All of my rpi projects run on tiny buildroot images (usually with a single go
binary). I love that it produces an image I can write straight to an SD card
that is ready to go without me having to plug the RPI into a monitor to
configure it.

However LFS and BYOL aren't really about making it easy to build a "distro".
They really are about learning how all the pieces fit together.

------
newscracker
The harder part of building a Linux distribution/system would be getting to
use the hardware you have and exploiting its full potential, especially those
that are not built with Linux in mind.

I switched an old Mac to run Linux sometime ago and have documented issues I
faced and the limitations I still live with. Most of it is related to decent
trackpad support, GUI options for apps/functions I need, and the customization
of keyboard shortcuts system wide (coming from OS X/macOS). A lot of
information as well as applications I found were simply outdated and not
maintained. I've also spent quite a bit of time just to get the system in a
shape that's a bit more amenable to me (as opposed to adjusting myself
completely to how a specific distribution of desktop Linux works by default).

---*---

> **Stated goal 1**: Write out the records again, starting at the line that contains "Where can the beacon" and continuing through the end of the records. Include the requests, and add 5 to every coordinate in the answer points.

> **Material for this task**:
---*---

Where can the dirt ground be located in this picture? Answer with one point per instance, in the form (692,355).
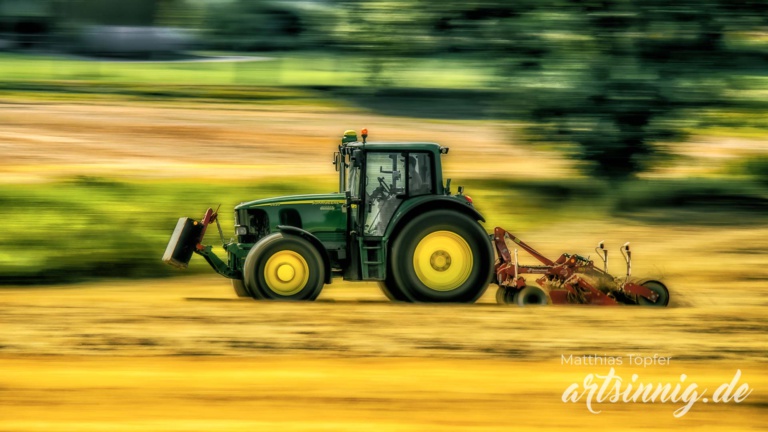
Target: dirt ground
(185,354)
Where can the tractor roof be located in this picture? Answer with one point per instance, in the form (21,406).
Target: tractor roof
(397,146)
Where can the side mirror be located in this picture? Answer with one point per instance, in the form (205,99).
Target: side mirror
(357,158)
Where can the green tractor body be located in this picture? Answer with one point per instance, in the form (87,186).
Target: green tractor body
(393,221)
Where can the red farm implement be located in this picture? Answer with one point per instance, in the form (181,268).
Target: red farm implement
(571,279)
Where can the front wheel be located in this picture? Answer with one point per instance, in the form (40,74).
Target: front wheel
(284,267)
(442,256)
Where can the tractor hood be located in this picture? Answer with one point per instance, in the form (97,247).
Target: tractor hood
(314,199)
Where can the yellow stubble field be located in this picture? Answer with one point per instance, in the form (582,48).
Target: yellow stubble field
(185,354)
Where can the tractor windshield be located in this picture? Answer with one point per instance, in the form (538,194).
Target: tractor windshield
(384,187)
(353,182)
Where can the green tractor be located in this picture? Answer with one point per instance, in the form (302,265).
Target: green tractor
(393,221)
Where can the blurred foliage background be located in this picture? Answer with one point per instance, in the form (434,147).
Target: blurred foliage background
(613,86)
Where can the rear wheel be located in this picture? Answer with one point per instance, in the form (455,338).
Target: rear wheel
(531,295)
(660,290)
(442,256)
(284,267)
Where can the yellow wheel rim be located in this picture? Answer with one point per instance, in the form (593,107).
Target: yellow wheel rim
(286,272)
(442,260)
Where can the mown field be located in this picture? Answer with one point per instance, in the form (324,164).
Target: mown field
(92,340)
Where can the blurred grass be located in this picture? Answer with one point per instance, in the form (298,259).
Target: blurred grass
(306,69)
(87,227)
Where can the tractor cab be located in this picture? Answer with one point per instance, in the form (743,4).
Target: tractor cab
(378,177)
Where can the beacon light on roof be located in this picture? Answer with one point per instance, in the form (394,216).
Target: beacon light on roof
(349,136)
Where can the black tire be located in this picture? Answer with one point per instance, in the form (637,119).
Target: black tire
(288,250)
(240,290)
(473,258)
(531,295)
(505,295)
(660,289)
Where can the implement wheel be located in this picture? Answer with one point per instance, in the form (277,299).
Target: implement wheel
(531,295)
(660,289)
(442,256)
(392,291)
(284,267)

---*---

> **Stated goal 2**: Condense the paragraph of the forum excerpt that begins "I switched an old Mac" into a short bulleted list that keeps its main facts.

> **Exercise solution 1**:
Where can the beacon light on roof be located in this picture? Answer with one point per instance, in the form (394,216).
Target: beacon light on roof
(354,141)
Where can the black tire be located in this picture? Answer with one point per instance, in the form (637,119).
Target: black tire
(293,255)
(245,295)
(478,263)
(536,300)
(510,300)
(665,294)
Where can the implement wheel be located in this picture? Answer with one point per instance, in the form (277,299).
Target: implement wheel
(536,300)
(665,294)
(447,261)
(397,296)
(289,272)

> **Exercise solution 2**:
- Switched an old Mac to Linux some time ago and documented the issues and remaining limitations.
- Most problems involve decent trackpad support, GUI options for needed apps and functions, and system-wide customization of keyboard shortcuts (coming from OS X/macOS).
- Much of the information and many of the applications found were outdated and unmaintained.
- Spent considerable time shaping the system to personal preference instead of adapting fully to a distribution's defaults.